= 課題 =
以下の項目のうち、文字列「vine」を含む行をすべて挙げてください。大文字と小文字は区別します。

--- 課題データ ---

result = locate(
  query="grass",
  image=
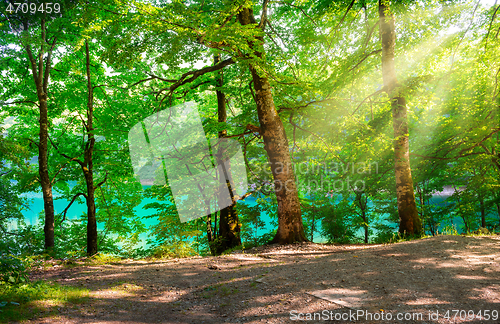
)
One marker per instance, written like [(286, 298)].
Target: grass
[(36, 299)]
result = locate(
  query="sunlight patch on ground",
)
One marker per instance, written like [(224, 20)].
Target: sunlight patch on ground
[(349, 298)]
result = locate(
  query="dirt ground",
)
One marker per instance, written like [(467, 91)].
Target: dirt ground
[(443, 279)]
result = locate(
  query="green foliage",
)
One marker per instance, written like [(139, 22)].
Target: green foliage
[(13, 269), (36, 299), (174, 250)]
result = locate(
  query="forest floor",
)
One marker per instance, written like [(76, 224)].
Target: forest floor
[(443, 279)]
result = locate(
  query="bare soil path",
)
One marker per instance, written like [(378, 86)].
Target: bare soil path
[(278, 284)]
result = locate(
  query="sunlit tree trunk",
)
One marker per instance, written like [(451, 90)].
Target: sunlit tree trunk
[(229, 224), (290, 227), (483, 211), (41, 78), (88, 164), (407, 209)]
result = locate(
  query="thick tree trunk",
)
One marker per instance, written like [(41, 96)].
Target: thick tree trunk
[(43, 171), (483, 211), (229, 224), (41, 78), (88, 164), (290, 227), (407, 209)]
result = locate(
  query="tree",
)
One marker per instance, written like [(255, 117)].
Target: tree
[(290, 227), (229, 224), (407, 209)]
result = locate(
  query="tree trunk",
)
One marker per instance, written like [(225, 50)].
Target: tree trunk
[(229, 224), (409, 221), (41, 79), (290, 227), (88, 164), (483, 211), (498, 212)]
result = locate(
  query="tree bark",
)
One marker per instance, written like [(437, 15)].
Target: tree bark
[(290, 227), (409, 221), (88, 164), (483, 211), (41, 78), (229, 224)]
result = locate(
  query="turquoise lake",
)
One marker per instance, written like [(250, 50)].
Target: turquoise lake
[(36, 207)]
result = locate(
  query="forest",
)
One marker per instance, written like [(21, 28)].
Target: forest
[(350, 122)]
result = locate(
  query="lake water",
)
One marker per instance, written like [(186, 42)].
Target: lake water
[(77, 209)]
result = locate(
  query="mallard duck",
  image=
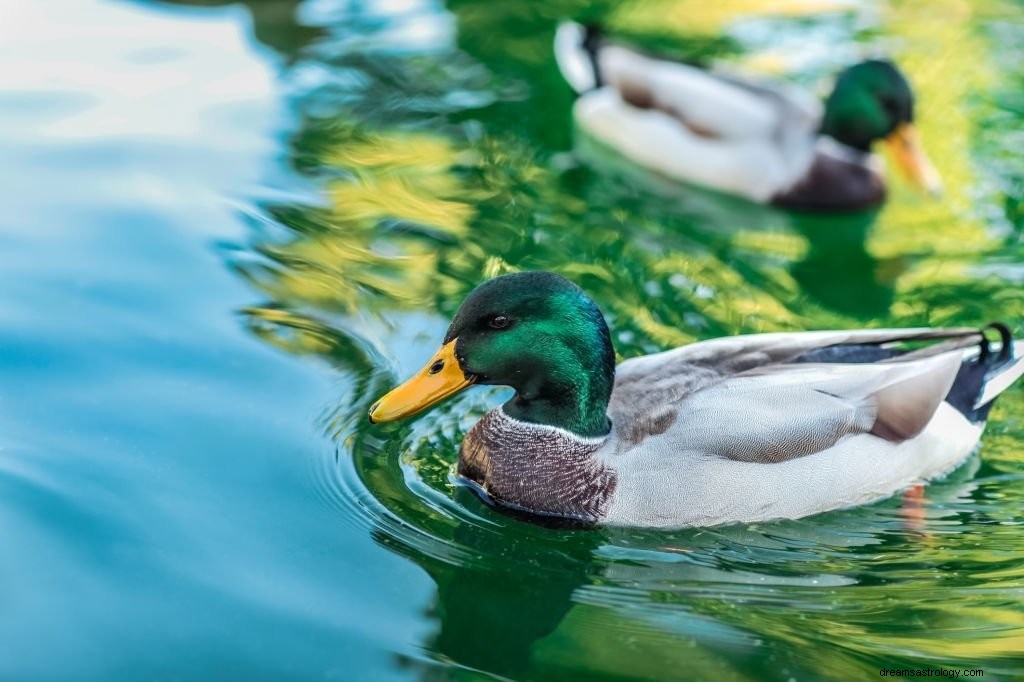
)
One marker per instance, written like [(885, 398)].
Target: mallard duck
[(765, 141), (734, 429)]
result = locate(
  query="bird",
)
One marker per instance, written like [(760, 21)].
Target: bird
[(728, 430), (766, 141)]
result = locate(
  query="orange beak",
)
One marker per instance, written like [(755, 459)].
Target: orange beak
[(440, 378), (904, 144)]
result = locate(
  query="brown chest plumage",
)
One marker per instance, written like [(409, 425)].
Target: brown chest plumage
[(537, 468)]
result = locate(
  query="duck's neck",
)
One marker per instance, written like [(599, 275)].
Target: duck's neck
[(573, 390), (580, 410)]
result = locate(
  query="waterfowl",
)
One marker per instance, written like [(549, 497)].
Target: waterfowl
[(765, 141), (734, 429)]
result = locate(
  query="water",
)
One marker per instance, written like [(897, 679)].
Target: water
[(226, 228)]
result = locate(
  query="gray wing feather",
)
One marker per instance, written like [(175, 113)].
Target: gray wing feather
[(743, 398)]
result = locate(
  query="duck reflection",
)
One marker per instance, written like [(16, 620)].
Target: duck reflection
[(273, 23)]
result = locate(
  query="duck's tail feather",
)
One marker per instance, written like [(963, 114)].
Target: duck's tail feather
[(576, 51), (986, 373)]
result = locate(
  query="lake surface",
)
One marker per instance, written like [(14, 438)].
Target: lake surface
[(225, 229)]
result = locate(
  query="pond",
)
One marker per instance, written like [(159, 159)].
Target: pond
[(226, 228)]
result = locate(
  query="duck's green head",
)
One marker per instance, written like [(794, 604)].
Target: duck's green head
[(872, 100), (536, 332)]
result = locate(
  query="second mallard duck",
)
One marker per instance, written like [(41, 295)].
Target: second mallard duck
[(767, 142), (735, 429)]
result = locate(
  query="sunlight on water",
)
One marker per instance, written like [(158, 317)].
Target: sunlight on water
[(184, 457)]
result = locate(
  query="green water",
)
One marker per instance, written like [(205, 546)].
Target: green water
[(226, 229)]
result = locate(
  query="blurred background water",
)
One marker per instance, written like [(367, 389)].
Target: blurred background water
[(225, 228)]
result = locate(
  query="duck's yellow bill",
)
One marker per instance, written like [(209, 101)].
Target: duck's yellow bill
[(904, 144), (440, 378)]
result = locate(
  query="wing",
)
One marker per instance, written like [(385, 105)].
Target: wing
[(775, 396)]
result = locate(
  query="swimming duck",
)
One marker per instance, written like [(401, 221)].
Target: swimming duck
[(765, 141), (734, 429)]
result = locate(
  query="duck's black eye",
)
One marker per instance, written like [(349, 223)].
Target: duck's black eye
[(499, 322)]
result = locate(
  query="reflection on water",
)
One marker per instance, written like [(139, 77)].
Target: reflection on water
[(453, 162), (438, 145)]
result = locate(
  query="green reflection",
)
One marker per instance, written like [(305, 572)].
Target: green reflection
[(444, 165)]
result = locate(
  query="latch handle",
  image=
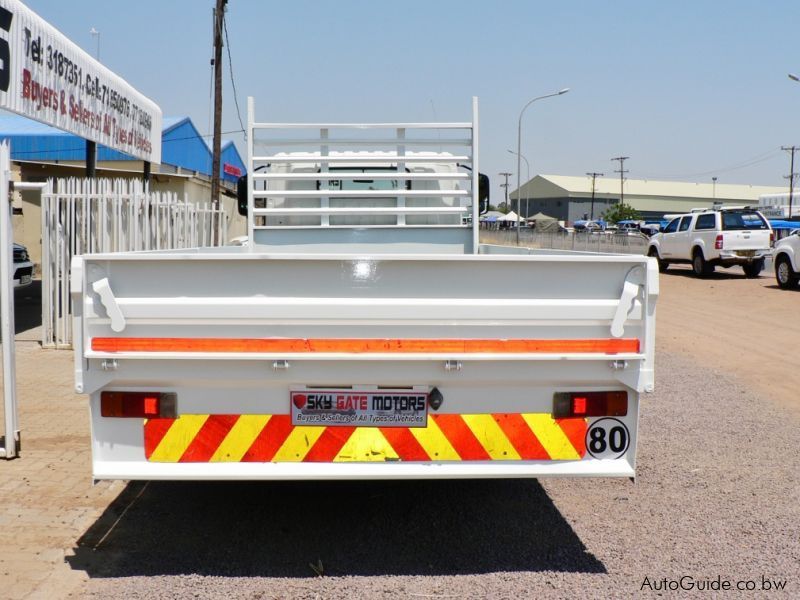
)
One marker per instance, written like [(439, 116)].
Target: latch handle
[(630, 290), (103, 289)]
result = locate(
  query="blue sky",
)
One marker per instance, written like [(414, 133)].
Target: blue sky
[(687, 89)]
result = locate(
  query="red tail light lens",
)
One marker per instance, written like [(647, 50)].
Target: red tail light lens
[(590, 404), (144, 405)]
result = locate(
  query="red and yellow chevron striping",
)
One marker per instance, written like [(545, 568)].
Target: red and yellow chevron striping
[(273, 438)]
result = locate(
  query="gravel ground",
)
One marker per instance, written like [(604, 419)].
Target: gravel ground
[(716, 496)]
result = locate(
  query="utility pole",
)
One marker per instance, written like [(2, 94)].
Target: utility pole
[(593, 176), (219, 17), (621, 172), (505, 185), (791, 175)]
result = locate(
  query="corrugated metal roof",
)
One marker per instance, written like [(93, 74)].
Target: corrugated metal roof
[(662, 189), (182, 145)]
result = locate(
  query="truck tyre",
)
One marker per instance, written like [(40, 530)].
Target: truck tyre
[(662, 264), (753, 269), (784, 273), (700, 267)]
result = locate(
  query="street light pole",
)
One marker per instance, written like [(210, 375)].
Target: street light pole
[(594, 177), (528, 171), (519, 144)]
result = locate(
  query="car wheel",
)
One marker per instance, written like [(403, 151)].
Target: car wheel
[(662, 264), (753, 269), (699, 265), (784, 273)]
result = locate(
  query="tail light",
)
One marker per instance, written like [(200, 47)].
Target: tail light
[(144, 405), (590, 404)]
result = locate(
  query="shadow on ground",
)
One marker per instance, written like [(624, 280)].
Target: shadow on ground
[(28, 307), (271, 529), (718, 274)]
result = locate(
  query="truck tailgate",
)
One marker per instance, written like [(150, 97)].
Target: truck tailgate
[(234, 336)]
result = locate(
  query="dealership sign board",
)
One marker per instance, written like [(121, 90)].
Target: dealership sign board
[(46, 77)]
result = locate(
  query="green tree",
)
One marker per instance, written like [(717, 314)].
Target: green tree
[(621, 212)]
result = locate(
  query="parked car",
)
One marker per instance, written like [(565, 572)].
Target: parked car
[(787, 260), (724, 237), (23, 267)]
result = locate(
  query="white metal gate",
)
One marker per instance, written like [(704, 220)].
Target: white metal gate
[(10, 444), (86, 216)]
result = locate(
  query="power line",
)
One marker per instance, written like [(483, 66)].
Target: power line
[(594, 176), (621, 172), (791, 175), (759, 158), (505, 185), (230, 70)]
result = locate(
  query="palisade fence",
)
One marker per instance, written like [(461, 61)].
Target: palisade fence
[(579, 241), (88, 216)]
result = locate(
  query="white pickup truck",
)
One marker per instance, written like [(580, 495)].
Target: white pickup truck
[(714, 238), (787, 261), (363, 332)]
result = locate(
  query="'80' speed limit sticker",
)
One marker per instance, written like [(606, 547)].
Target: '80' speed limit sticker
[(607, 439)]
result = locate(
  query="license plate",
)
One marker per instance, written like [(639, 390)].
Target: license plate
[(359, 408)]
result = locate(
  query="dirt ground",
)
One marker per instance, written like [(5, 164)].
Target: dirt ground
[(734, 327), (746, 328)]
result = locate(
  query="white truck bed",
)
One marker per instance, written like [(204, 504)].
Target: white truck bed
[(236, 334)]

---
--- 課題データ ---

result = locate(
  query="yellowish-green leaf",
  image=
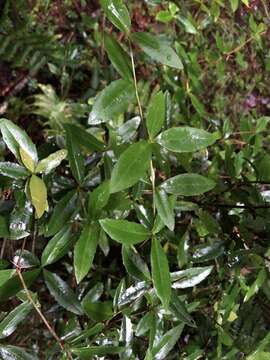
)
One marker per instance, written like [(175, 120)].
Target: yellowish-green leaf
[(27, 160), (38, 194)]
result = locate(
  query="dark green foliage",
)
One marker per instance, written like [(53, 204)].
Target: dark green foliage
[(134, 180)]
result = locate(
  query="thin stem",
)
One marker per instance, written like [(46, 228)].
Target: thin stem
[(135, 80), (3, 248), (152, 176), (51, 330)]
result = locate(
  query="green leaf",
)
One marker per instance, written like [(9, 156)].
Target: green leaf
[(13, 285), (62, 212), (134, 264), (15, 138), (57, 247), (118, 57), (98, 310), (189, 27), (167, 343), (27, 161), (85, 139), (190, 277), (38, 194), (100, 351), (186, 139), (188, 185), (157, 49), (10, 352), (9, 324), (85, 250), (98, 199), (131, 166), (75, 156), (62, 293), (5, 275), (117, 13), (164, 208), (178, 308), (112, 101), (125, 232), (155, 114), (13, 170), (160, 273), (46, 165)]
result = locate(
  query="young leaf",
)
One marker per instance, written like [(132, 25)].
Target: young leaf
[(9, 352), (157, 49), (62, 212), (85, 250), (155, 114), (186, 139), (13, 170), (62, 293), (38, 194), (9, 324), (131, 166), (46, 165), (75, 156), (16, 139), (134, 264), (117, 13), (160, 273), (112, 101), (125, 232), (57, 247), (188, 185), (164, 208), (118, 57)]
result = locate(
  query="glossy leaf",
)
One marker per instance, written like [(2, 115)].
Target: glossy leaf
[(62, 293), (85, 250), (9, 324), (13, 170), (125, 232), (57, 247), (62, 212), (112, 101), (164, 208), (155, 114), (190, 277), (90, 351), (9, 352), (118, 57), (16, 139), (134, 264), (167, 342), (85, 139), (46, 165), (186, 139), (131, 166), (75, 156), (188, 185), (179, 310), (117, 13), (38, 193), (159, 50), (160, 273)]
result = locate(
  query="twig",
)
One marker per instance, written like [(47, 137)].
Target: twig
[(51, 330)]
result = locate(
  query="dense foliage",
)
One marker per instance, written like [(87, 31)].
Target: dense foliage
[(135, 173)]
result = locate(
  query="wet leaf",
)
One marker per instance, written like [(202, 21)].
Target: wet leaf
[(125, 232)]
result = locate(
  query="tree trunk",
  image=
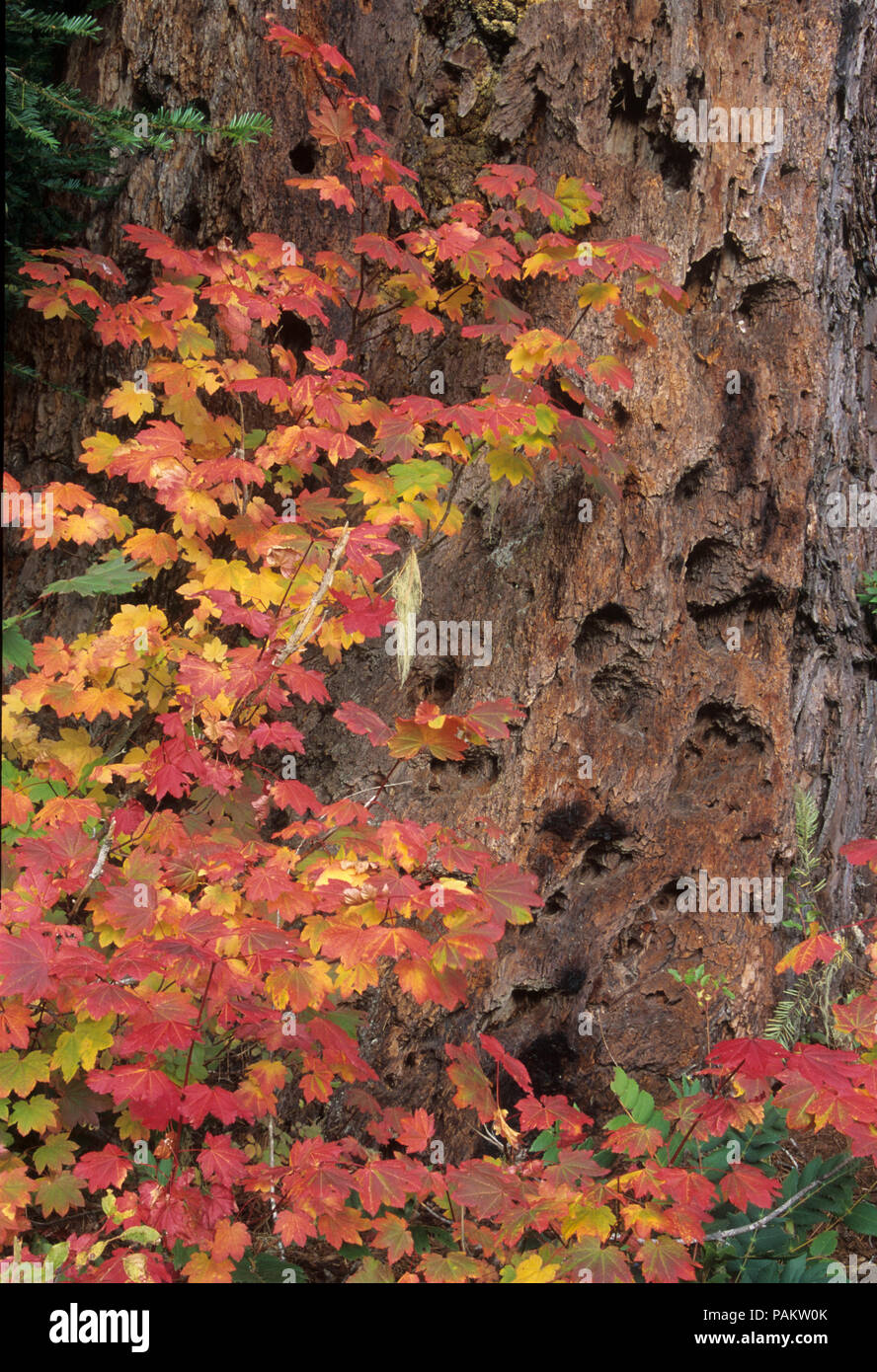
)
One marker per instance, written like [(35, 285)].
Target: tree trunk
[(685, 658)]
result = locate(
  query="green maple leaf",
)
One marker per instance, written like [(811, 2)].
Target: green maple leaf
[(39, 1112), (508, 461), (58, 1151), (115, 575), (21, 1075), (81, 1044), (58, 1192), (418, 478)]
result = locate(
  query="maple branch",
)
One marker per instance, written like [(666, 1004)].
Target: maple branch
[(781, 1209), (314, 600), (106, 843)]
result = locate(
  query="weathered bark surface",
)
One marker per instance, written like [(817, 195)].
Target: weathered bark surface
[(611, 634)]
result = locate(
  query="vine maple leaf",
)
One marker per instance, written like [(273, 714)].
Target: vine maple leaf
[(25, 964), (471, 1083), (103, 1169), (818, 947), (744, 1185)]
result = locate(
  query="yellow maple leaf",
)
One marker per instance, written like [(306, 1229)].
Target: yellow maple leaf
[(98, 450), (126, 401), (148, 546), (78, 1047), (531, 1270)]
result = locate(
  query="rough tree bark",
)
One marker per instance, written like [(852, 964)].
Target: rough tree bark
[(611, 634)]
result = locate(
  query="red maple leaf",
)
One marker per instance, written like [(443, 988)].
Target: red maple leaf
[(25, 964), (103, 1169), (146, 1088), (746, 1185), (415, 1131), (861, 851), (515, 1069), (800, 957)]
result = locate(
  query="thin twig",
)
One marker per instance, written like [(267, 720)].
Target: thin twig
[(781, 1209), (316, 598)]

---

= 出力結果 =
  query="vine maple leaf",
Target: vine maple leaf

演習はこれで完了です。